**** Extrait à lire

4. Les effets du changement
d’affiliation politique
4.1. Sur la situation
et le statut des parlementaires concernés
25. Contrairement à ce qui a cours dans certains pays
situés hors de l’Europe
,
dans aucun Etat membre du Conseil de l’Europe n’existe la possibilité
de révoquer, en cours de législature, le mandat d’un parlementaire qui
change d’affiliation politique
.
Pour autant, de nombreux pays ont pris des mesures destinées à décourager
cette pratique et à réduire la fragmentation des partis. Ainsi,
il existe dans plusieurs Etats membres une obligation des parlementaires
de siéger dans le groupe politique du parti au titre duquel ils
ont été élus (Autriche, Belgique, République tchèque, Estonie, entre
autres).
26. Le Portugal fait ici figure d’exception: en vertu de l’article
8 du Statut des membres de l’Assemblée de la République, les parlementaires
qui adhèrent à un parti politique autre que celui sous la bannière
duquel ils ont été élus perdent leur siège de député. Bien que les
règles constitutionnelles ne soient pas explicites à ce sujet, les
experts portugais soutiennent que les membres qui changent de groupe
parlementaire doivent aussi perdre leur siège, même s’ils n’adhèrent
pas à un parti autre que celui auquel ils appartenaient au moment
de l’élection. Cela étant, pour garantir la liberté fondamentale
des députés et du parlement, les membres qui, de leur plein gré
ou par choix de leur parti, quittent un groupe politique sans en
rejoindre un autre ne perdent pas leur siège, mais deviennent «non
affiliés».
27. En Estonie, la réglementation sur ce sujet est assez proche:
lorsqu’un député quitte son groupe, il n’est officiellement pas
en mesure d’en rejoindre un autre, car le règlement intérieur dispose
que les membres du Riigikogu issus de la liste de candidats d’un
même parti politique ne peuvent former qu’un seul groupe. Autrement
dit, en cas de changement d’affiliation, les membres concernés deviennent
indépendants.

********

Consigne — Poursuivez l'extrait sur le changement d'affiliation politique des parlementaires à partir de sa dernière phrase.

**** Données fournies

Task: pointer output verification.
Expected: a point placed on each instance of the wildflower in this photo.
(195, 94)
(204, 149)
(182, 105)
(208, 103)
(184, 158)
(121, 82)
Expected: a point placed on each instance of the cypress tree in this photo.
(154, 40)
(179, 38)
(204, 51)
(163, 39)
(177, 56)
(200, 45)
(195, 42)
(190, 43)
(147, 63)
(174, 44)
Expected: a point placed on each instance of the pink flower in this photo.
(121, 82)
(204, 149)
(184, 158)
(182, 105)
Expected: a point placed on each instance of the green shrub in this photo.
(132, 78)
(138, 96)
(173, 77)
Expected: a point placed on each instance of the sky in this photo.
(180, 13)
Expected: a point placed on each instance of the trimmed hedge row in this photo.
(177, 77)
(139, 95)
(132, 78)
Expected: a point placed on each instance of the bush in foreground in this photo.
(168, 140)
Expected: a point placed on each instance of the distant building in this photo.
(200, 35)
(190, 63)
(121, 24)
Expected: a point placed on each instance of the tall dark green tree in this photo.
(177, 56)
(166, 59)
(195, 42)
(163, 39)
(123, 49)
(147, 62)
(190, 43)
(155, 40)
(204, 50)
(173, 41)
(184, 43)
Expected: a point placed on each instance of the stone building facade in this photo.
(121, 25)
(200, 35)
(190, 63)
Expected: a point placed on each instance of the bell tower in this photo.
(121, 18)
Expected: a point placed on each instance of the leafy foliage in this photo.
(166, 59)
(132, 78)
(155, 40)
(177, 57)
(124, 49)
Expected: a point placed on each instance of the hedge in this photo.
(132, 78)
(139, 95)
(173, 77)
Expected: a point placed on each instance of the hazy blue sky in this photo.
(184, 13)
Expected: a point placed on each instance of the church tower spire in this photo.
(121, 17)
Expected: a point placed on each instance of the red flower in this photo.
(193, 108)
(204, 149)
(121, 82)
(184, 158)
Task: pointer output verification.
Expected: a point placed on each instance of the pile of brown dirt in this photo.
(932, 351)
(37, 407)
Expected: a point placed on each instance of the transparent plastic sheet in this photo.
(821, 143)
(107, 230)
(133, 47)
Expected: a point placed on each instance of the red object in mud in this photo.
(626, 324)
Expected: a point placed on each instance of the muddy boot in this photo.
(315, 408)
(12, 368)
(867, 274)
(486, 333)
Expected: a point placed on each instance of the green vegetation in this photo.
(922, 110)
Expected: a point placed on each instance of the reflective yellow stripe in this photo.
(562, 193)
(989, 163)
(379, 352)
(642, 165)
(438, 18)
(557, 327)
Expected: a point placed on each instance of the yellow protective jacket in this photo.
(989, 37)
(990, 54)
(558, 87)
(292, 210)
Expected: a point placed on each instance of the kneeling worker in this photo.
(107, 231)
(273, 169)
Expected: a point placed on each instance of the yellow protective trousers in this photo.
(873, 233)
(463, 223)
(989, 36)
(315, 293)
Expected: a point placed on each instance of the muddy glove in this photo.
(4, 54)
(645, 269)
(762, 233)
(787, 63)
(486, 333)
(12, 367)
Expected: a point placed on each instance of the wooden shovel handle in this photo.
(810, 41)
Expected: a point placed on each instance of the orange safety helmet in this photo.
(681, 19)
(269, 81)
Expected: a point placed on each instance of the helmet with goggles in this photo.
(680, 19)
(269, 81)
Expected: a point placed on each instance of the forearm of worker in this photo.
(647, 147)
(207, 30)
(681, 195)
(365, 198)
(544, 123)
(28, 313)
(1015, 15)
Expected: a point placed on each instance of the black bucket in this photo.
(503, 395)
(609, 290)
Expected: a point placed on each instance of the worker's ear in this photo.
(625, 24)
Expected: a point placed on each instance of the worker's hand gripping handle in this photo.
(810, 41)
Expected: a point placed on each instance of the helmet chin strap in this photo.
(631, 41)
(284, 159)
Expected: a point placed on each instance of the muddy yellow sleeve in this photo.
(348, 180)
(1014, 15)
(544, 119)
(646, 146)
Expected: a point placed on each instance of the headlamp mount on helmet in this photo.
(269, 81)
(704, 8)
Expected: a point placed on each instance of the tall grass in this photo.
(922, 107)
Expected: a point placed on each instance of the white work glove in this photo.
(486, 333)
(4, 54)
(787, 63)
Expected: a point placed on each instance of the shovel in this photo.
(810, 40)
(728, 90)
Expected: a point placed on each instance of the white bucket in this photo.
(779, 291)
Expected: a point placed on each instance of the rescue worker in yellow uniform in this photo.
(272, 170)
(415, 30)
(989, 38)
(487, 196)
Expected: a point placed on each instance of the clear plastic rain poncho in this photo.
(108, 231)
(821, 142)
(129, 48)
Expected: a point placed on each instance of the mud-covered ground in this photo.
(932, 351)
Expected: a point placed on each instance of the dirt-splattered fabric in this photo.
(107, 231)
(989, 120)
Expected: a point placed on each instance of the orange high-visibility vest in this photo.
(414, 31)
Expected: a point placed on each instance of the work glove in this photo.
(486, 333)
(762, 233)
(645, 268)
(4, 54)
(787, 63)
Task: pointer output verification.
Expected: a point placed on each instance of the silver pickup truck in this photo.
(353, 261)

********
**** Données fournies

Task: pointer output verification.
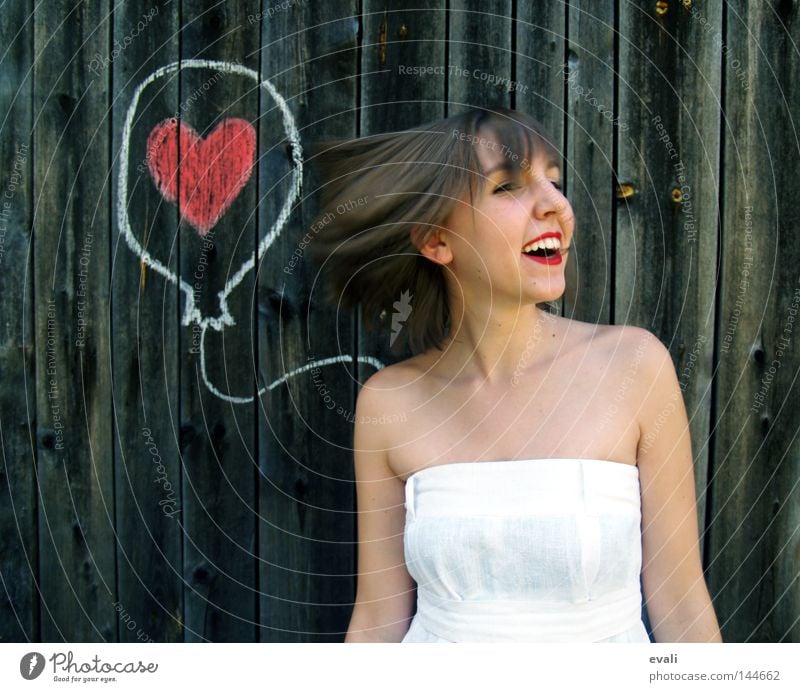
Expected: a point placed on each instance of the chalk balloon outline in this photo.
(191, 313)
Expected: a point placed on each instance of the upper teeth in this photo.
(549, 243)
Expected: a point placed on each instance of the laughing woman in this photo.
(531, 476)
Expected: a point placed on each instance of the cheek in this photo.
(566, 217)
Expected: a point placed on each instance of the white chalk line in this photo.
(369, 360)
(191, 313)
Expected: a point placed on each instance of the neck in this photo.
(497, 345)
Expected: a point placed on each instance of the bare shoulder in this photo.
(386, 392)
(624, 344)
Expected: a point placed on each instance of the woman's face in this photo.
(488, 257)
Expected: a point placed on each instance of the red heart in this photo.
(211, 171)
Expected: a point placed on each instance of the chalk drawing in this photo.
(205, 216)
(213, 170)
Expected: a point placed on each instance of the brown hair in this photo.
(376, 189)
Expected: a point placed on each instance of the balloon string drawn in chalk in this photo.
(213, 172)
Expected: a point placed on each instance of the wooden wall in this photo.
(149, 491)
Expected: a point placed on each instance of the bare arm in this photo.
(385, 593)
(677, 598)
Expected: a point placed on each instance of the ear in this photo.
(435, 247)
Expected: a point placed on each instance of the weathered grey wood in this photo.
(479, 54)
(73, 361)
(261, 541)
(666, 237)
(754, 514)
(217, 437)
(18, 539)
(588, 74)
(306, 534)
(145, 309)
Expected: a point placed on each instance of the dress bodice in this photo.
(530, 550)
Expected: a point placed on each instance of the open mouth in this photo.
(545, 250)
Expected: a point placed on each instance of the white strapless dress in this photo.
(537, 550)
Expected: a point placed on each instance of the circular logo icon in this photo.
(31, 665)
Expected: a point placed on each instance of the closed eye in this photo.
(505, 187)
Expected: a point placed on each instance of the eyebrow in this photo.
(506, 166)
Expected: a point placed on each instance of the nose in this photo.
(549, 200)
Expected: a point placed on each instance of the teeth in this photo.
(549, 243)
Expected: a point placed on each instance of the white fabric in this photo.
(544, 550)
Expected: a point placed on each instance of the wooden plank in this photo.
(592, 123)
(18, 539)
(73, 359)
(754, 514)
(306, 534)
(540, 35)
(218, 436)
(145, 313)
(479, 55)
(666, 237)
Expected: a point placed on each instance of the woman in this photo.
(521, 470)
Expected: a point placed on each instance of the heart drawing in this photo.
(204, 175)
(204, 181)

********
**** Données fournies

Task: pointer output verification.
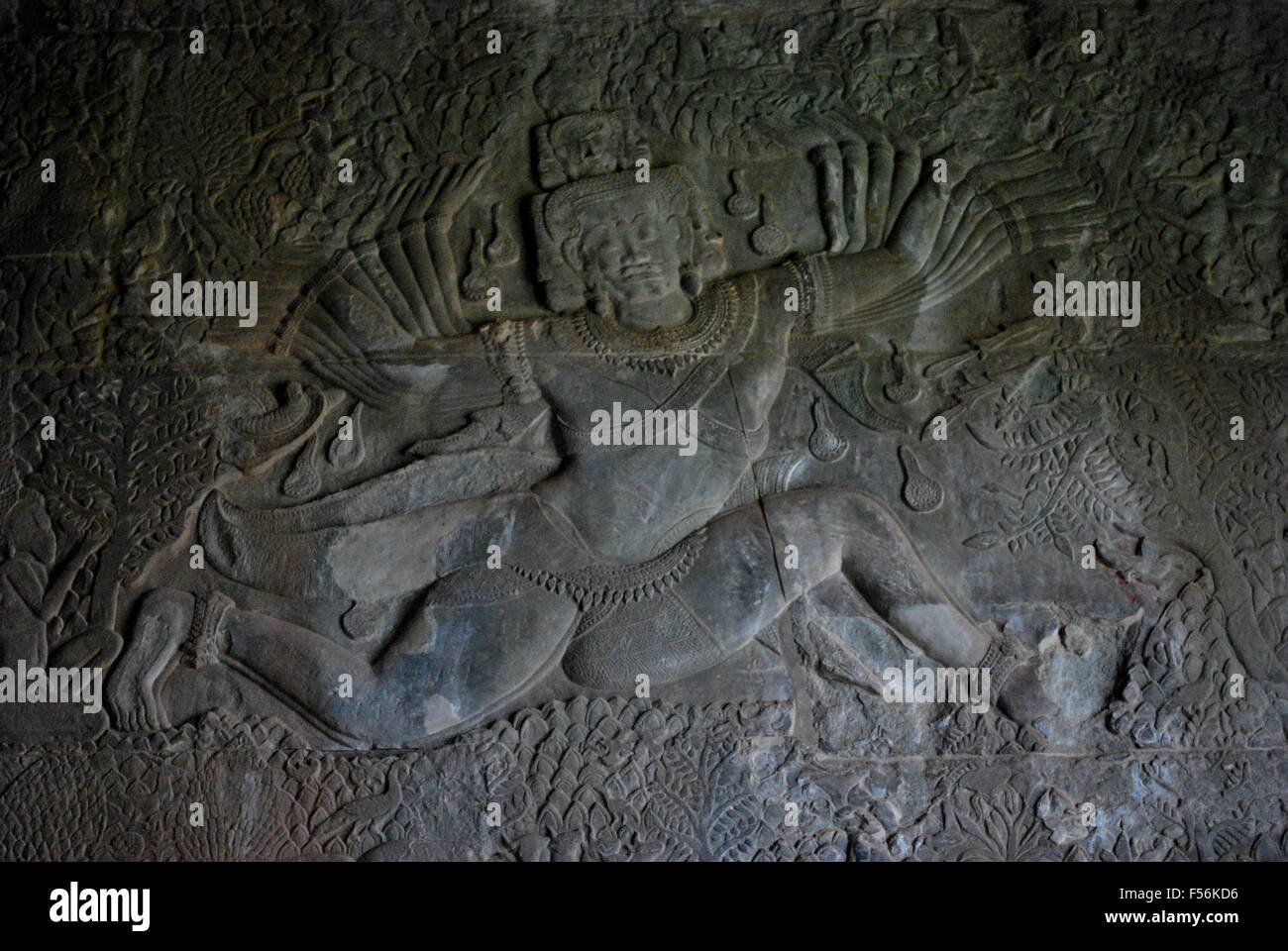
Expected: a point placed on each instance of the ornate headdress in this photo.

********

Réponse attendue —
28. Lorsqu’un membre quitte son groupe politique, il pourrait
en théorie avoir le choix de s’inscrire en tant que membre indépendant,
de rejoindre un autre groupe politique qui représente mieux ses
convictions, ou de créer un nouveau groupe. Or, les règles varient
considérablement d’un pays à l’autre; certains, par exemple, interdisent
le changement de groupe politique pendant une législature, les parlementaires
qui souhaitent changer d’affiliation étant alors obligés d’exercer
leur mandat en tant que membre non inscrit/indépendant (par exemple
en Belgique, en Bosnie-Herzégovine, en Bulgarie et en Estonie).
Les cas de membres rejoignant le groupe des indépendants sont donc
très fréquents.
29. De même, la procédure parlementaire peut aussi permettre la
création, en cours de législature, de nouveaux groupes parlementaires.
Ce fut le cas du groupe «Ensemble pour la Serbie», créé en 2012
par un courant dissident composé de sept membres du Parti démocratique
serbe. La seule limite imposée par le règlement serbe est que les
groupes parlementaires doivent compter au minimum cinq membres.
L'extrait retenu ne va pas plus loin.